■ **TEXT SHOWN**:
* start *

Review – Sonic Frontiers
As a kid, Sonic was the greatest. Mario was for nerds, and real gamers preached the way of the Blue Blur. Sadly, reality didn’t agree and Nintendo’s Mario emerged the victor of gaming’s bloodiest console war, absolutely crushing Sega and Sonic under his brown heel. Ever since then we’ve been subjected to terrible Sonic games, each one making a mockery of a gaming icon’s legacy. Even the bright light of Sonic Mania was dimmed by the subsequent release of Sonic Forces. But that was all set to change. Sonic Frontiers was going to be Sonic’s return to glory, his return ticket to the big leagues. Sonic Team came SO CLOSE to pulling that off that it physically hurts how monotonous and disappointing this game ultimately is. We deserved better.

* end *

■ **ROWS**:
* start *

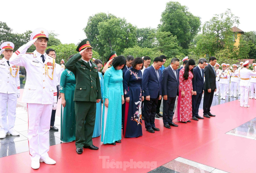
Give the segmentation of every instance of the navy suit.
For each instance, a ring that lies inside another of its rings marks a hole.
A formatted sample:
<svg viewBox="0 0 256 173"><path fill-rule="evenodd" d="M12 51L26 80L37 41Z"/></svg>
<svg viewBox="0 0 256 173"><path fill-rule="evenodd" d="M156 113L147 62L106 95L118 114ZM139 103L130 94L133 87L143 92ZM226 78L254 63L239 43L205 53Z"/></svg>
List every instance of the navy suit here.
<svg viewBox="0 0 256 173"><path fill-rule="evenodd" d="M199 106L202 99L202 95L204 89L204 69L201 69L202 75L198 66L193 69L194 79L192 80L193 90L196 91L196 95L192 96L192 115L198 117Z"/></svg>
<svg viewBox="0 0 256 173"><path fill-rule="evenodd" d="M159 95L162 95L162 73L161 70L159 69L157 71L159 75L159 80L153 65L145 69L142 78L145 97L144 119L145 127L147 129L156 127L155 115ZM148 96L150 96L149 101L146 99L146 97Z"/></svg>
<svg viewBox="0 0 256 173"><path fill-rule="evenodd" d="M126 65L124 65L124 67L123 69L123 90L124 91L124 74L127 71L128 69L126 67ZM125 111L125 100L124 100L124 103L122 105L122 124L124 123L124 112Z"/></svg>
<svg viewBox="0 0 256 173"><path fill-rule="evenodd" d="M163 121L164 124L172 122L175 101L176 96L179 95L179 73L178 70L174 71L177 78L173 70L170 66L163 71L163 95L167 95L167 100L163 100Z"/></svg>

* end *

■ **JOB**: Continue the Sonic Frontiers review, starting right after "We deserved better."

■ **TASK OUTPUT**:
Sonic Frontiers has been called a Breath of the Wild ripoff, which it both is and isn’t. On one hand the open world design, minimalistic overworld music, and focus on non linearity is clearly inspired by Nintendo’s magnum opus. But in many surprising ways, it also isn’t. For one thing, BotW had simple RPG mechanics and a streamlined progression system. Sonic Frontiers, on the other hand, has way too many unique currencies and a leveling system with a skill tree. A chief criticism of BotW was how it changed up the formula, whereas Sonic Frontiers’ traditional levels are far and away the best part of the game. With a little bit of tuning and polish, this could have been the perfect blend of past and present. It isn’t, but damn could it have been.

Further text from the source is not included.